Filter the entries beneath this task, copying only the lines that hold the word "below".
---*---
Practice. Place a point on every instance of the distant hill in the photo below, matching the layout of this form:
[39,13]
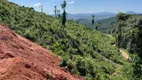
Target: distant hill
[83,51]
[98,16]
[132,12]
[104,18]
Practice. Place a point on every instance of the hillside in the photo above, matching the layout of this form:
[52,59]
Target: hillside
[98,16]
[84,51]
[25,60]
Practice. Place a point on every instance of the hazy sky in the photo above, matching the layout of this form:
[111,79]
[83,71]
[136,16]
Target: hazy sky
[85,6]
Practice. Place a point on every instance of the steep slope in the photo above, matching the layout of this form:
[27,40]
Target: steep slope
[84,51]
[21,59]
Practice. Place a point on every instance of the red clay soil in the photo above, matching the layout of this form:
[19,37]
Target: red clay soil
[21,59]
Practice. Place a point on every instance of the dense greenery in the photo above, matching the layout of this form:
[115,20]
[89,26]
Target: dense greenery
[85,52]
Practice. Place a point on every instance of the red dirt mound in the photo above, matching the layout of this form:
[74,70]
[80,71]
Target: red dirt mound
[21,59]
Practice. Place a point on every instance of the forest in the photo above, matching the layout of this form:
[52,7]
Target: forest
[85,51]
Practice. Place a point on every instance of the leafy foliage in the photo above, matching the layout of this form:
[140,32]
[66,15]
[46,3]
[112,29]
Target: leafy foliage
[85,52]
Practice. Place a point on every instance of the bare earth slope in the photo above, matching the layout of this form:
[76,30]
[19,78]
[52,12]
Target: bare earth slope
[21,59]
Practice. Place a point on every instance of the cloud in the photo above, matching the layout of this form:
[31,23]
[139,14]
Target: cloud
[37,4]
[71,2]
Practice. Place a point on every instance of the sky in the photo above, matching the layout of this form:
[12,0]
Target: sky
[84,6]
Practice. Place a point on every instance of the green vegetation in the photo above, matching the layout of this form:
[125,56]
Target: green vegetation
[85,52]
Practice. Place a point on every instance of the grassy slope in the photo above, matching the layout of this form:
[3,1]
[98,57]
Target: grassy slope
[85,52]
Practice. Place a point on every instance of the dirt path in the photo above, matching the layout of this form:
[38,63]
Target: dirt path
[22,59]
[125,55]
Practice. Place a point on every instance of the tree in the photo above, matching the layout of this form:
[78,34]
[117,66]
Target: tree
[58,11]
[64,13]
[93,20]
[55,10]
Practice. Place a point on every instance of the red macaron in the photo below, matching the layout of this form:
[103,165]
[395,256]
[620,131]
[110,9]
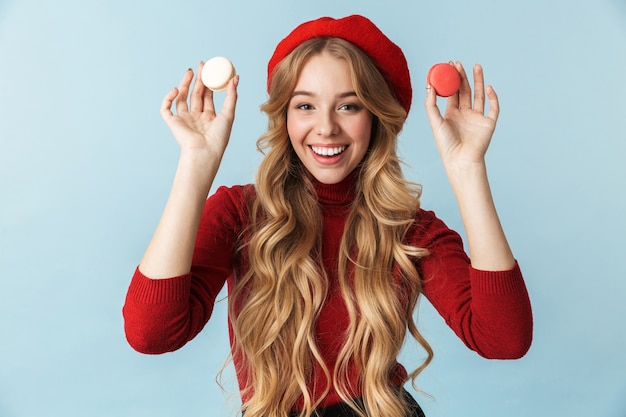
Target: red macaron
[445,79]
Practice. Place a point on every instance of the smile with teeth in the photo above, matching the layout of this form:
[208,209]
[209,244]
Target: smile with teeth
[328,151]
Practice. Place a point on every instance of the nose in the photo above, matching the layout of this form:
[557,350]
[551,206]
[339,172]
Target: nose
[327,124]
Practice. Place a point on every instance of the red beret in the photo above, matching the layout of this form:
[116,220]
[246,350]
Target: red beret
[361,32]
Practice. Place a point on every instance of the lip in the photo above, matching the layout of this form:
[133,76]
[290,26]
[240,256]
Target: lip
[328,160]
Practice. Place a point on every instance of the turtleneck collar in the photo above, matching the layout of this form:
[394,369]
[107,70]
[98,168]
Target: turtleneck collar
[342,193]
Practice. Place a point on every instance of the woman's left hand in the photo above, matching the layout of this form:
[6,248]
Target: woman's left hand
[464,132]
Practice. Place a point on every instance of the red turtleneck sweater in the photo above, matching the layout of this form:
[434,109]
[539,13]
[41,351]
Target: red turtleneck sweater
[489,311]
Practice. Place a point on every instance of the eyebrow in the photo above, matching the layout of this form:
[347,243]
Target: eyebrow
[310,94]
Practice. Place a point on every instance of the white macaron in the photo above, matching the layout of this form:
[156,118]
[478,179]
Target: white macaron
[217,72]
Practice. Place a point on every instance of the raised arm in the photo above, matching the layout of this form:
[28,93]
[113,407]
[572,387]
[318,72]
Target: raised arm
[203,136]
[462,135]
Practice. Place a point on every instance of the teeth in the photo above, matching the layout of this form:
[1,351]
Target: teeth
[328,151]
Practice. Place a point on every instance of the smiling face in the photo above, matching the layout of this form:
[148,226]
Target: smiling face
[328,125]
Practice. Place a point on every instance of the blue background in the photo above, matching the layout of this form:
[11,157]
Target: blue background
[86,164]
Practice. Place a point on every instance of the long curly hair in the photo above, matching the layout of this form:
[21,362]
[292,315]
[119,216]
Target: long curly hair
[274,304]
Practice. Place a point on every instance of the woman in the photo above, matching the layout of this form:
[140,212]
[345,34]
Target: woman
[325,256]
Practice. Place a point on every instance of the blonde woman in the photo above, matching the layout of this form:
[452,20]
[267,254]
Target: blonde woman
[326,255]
---*---
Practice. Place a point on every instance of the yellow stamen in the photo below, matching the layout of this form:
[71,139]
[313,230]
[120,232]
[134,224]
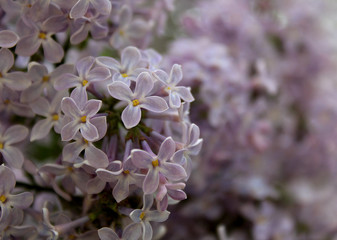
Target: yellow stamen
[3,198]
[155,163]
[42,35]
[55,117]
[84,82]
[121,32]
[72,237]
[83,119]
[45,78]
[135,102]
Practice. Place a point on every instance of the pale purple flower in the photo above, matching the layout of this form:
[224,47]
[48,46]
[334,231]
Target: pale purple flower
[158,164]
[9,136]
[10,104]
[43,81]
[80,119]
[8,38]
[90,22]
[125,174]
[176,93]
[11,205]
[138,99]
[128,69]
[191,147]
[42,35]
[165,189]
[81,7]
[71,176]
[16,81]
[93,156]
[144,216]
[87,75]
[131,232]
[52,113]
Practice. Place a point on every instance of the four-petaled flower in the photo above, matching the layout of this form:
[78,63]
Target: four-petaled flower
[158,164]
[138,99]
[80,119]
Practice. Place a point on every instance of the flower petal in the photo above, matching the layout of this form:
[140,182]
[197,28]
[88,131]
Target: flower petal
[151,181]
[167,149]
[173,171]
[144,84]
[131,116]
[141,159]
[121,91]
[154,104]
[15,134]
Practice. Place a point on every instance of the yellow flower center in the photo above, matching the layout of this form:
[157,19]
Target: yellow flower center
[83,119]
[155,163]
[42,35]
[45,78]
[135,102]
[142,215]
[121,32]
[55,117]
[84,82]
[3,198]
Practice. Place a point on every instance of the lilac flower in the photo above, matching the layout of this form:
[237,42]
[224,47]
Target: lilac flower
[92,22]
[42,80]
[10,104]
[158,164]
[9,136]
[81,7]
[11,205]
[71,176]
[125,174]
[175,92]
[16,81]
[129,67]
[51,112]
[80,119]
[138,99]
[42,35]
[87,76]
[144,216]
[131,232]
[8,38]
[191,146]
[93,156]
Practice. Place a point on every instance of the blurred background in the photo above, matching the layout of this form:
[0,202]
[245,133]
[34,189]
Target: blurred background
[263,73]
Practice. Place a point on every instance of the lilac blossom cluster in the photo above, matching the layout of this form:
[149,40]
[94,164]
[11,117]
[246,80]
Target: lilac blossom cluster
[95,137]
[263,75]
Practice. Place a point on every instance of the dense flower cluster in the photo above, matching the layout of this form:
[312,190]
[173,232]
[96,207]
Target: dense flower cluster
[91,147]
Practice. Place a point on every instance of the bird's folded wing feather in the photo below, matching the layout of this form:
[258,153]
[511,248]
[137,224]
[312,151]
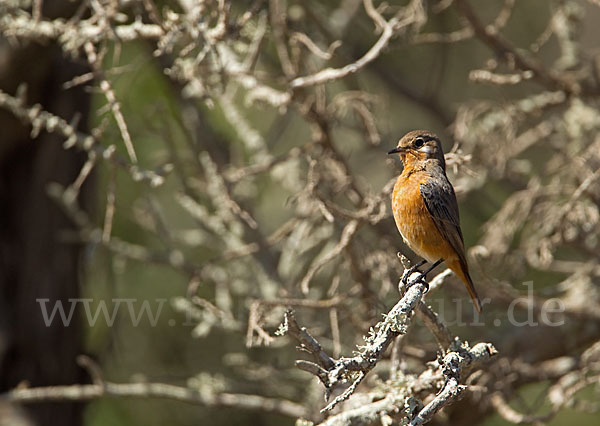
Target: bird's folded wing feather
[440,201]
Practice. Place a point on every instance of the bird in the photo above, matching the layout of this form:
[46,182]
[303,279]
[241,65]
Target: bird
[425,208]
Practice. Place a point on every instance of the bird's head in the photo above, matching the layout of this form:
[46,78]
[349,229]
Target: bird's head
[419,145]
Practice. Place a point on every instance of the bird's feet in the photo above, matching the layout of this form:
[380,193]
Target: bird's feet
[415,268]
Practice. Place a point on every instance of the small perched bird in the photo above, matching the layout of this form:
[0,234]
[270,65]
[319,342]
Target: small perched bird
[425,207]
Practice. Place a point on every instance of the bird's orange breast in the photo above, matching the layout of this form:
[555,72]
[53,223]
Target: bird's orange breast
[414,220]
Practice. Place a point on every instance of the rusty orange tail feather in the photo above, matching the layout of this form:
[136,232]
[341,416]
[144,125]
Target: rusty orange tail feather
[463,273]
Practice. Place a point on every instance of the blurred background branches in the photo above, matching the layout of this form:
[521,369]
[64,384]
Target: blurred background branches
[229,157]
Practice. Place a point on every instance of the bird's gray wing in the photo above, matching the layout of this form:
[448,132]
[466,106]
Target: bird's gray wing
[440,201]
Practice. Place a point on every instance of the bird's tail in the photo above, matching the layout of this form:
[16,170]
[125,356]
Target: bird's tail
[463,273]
---*---
*WRITTEN ANSWER:*
Practice. Place a point on every instance of the distant hill in the photo below, matching the layout of this form:
Practice. Place a point on every instance of the red macaron in the photo below, matching the layout of this form:
Practice. Place a point on every instance of the yellow stamen in the photo below, matching the layout of this form:
Practice. Place a point on every instance of the bird's folded wing feather in the photo below, matching the layout of this form:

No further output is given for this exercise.